▶ _ASSIGNMENT_
Drop every picture. Return the rest of the entries exactly.

-------- EXTRACTED RECORDS

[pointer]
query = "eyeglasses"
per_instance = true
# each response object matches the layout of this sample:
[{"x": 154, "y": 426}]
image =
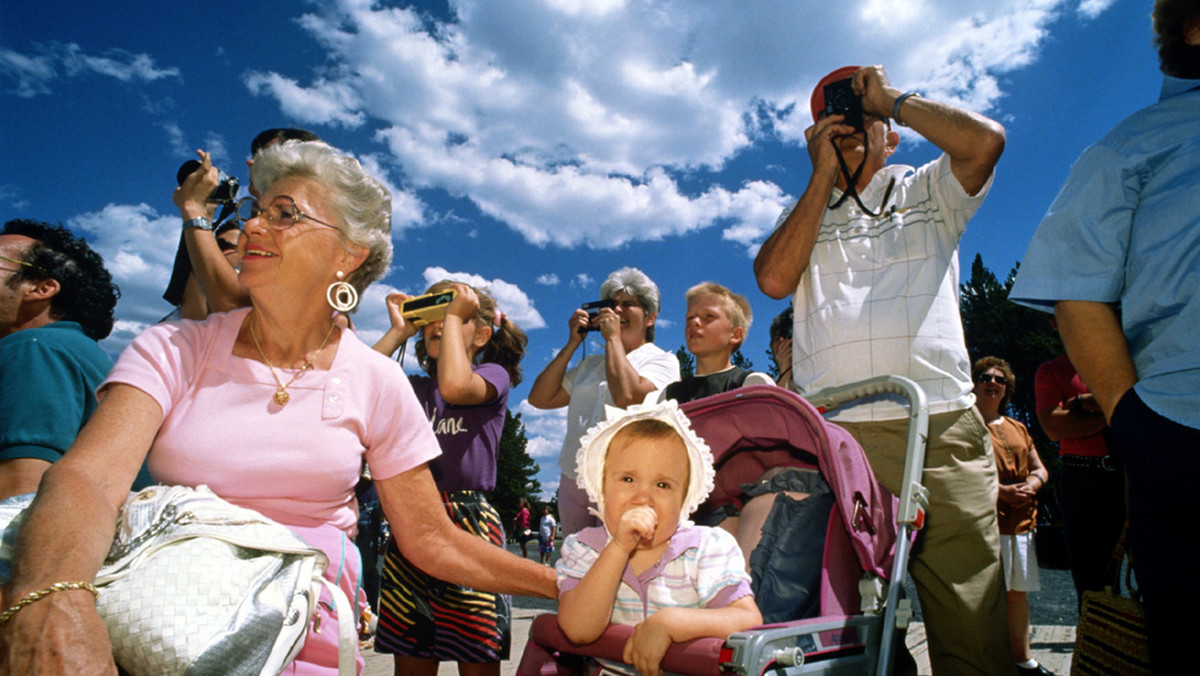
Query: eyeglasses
[
  {"x": 39, "y": 268},
  {"x": 281, "y": 215}
]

----------------

▶ _OUTPUT_
[pointer]
query = "eyeglasses"
per_instance = true
# each response object matches the layout of this sample:
[{"x": 154, "y": 426}]
image =
Query: eyeglasses
[
  {"x": 39, "y": 268},
  {"x": 281, "y": 215}
]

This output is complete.